◆ TASK DATA:
********************

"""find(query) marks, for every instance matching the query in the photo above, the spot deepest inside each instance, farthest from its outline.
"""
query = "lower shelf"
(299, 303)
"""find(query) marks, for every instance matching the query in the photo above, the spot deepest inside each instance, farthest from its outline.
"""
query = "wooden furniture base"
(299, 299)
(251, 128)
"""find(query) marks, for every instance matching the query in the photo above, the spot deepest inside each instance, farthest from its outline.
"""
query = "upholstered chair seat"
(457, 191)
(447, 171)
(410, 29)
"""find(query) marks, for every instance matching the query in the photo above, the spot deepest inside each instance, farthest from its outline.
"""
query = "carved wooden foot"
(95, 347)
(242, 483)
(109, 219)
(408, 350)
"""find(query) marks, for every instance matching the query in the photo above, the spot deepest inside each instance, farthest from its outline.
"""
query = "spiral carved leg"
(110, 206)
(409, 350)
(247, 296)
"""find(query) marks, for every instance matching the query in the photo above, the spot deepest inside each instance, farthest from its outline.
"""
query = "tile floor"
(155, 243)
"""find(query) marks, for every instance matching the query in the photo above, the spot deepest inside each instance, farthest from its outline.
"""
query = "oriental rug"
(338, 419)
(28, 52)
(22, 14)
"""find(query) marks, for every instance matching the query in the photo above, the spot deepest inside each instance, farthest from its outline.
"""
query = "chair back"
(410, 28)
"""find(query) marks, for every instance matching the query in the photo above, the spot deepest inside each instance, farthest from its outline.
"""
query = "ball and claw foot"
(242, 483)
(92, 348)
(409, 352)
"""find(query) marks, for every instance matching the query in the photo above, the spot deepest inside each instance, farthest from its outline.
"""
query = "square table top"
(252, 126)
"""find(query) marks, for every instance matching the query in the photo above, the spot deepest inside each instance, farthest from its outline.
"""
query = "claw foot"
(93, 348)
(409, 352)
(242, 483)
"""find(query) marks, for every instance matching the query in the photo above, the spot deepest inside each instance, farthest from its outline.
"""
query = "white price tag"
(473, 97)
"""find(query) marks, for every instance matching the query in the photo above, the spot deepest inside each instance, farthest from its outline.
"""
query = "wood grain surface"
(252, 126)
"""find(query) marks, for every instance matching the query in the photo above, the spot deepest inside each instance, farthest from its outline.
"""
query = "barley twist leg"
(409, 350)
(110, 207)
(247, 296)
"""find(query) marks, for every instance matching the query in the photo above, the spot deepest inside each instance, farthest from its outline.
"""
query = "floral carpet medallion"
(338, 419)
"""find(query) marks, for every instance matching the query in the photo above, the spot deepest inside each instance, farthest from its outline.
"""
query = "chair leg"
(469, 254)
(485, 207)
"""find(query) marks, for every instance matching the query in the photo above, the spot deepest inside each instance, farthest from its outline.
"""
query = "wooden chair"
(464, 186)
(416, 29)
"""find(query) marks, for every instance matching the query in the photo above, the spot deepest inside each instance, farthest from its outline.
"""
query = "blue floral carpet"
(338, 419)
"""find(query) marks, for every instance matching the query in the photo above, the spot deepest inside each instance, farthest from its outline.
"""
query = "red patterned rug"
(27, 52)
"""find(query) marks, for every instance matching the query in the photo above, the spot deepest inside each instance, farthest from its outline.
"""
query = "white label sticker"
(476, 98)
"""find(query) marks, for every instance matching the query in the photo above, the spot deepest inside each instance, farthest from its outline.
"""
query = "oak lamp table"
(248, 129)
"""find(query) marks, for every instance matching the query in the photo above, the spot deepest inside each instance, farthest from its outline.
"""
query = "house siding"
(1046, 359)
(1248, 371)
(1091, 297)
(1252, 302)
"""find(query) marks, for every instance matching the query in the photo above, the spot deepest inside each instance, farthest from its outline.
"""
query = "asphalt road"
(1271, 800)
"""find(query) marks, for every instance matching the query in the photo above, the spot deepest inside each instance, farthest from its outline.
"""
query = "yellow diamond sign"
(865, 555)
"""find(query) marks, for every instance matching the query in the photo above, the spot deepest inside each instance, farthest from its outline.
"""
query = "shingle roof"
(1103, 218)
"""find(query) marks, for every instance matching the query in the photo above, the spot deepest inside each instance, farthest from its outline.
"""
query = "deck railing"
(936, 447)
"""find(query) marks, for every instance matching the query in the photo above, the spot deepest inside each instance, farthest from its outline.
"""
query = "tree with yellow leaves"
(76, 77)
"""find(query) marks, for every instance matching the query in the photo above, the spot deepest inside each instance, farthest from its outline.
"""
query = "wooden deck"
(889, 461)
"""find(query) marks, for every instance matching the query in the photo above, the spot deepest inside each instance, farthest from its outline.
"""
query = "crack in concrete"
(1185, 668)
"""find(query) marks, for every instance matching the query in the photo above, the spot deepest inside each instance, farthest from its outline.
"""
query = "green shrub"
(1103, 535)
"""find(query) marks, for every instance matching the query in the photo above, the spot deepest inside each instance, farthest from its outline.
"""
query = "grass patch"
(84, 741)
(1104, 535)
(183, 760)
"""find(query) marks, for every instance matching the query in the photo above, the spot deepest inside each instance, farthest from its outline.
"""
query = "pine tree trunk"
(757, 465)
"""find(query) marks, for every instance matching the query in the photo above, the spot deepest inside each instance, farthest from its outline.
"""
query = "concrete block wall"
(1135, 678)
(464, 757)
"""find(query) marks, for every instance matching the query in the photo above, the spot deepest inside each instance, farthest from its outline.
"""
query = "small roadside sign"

********************

◆ WHAT YOU WILL DO: Copy every record verbatim.

◆ TASK SOLUTION:
"""find(query) marks, for every instance matching the query in the photo above, the spot deepest inside each instance, farthest from its outline.
"""
query = "lower shelf"
(299, 303)
"""find(query) marks, for every instance matching the query in the photo above, the spot deepest inside each instance, farthest from its outline.
"""
query = "wooden furniture base"
(299, 299)
(251, 128)
"""find(query) marks, for every instance matching the query in the photo above, the spot deepest inside each instance, farthest from its outline.
"""
query = "upholstered chair seat"
(457, 191)
(447, 171)
(410, 29)
"""find(query) marks, for every instance matching the query in the photo above, the spot deepest inside each instance, farthest from its outline.
"""
query = "carved wooden foot"
(95, 347)
(242, 483)
(109, 219)
(408, 350)
"""find(query) marks, for every instance matching the query in the photo above, the spot deepest inside each instance, farthest from its outline.
"""
query = "spiral carved leg"
(110, 206)
(409, 350)
(247, 296)
"""find(query) marks, for every instance matching the query in the photo above, the spot deepest inside each instance, farthest from its outline.
"""
query = "tile floor"
(155, 243)
"""find(query) marks, for every instance matching the query in the photo above, the spot deepest inside each instance, farthest from its outline.
"""
query = "oriental rug"
(338, 419)
(28, 52)
(22, 14)
"""find(query) marks, for every instance matching the query in the photo above, the spot deepest inside each instance, farthest from its outline.
"""
query = "chair back"
(410, 28)
"""find(query) marks, for every instance matching the query in the photo above, the spot deepest inside each instance, farthest from its outline.
"""
query = "ball and claw foot"
(242, 483)
(92, 348)
(409, 352)
"""find(query) marks, for every instance matching the query in the photo above, the spot deepest inside each instance, farthest from its outline.
"""
query = "square table top"
(252, 126)
"""find(query) marks, for every instance matching the query in the photo above, the spot deepest inside each instance, farthest from its outline.
"""
query = "claw foot"
(93, 348)
(409, 352)
(242, 483)
"""find(query) marks, for every instance matching the query in the photo above, the spot deepest inside each instance, farthest from its outline.
"""
query = "white price tag"
(473, 97)
"""find(query) marks, for every instance matching the query in the photo above, the spot deepest inside each instance, farthest from its outline.
"""
query = "wood grain surface"
(252, 126)
"""find(query) marks, for every instance matching the query in the photo above, the spot deepest inside each instance, farthest from its outline.
"""
query = "barley twist leg"
(409, 350)
(110, 207)
(247, 296)
"""find(query) marks, for every instance matching the query in the photo above, the spot deepest inside each instance, farthest from its outline.
"""
query = "floral carpet medallion"
(338, 419)
"""find(query) marks, for every instance matching the query in the photo above, the spot deepest inside each instance, farthest from its outline.
"""
query = "chair leg"
(469, 254)
(485, 207)
"""find(query) marks, for every instance matching the query in the photo above, the spot deepest inside each instance, farthest from its outline.
"""
query = "wooden chair"
(464, 186)
(416, 29)
"""find(query) marks, for every instance matching the query in the photo above, the spot deepest inside each instance, farthest from its outline.
"""
query = "blue floral carpet"
(338, 419)
"""find(query) marks, for every instance matching the query in the photo above, the spot deepest inside each instance, farthest from its outline.
"""
query = "red patterned rug"
(27, 52)
"""find(query) marks, for every instance matching the query in the photo above, the spot deepest inside each instance, farthest from its outline.
"""
query = "white label sticker"
(476, 98)
"""find(query) marks, for every instance matching the query in the photo above, the spot deepest inside each instance, farthest from its outline.
"""
query = "oak lamp table"
(248, 129)
"""find(query) marks, for every instance matching the query in the photo above, the spot deepest inside each instance, farthest from its outline.
"""
query = "house siding"
(1046, 359)
(1248, 371)
(1091, 297)
(1252, 302)
"""find(query) marks, for every instance matching the query in the photo above, the spot deepest inside each instance, farthest from its outline.
"""
query = "asphalt road"
(1271, 800)
"""find(query) marks, for every instance matching the query in the photo above, the spot deepest inside each instance, farthest from its outline.
"""
query = "yellow diamond sign"
(865, 555)
"""find(query) marks, for every instance matching the query in the photo above, the spot deepest inside each instance, farthest from its outline.
"""
query = "shingle roof"
(1103, 218)
"""find(query) marks, for every instance matching the query in the photo above, the spot deepest inside each instance, farthest from its outline.
"""
query = "deck railing"
(936, 447)
"""find(query) marks, for every instance matching the query in the photo above, the spot deepest inside each instance, farthest from its outline.
"""
query = "tree with yellow leaves"
(76, 77)
"""find(query) marks, for every instance matching the query in the photo above, the spot deepest inside each instance, farthest from its outline.
"""
query = "wooden deck"
(889, 461)
"""find(query) marks, for every instance matching the query in the photo above, the spot deepest inside each instance, farthest from its outline.
"""
query = "crack in concrete"
(1185, 668)
"""find(query) marks, for every instance matching the query in the photo above, the spot deepest inside each instance, farthest from its outline.
"""
query = "green shrub"
(1103, 535)
"""find(query) marks, for every instance matching the query in the photo above, the spot deepest inside each instance, farthest from its outline.
"""
query = "grass patch"
(84, 741)
(1104, 535)
(183, 760)
"""find(query) marks, for every instance matching the query in the photo above, the spot deepest inside each instance, farthest from its outline.
"""
query = "pine tree trunk"
(757, 465)
"""find(query) marks, for every instance matching the query in the photo above, the spot deepest inside each instance, farthest from its outline.
"""
query = "concrete block wall"
(1135, 678)
(464, 757)
"""find(query) marks, for every instance matching the query in the photo above, the spot deepest inside each instance, farthest from its outline.
"""
query = "small roadside sign"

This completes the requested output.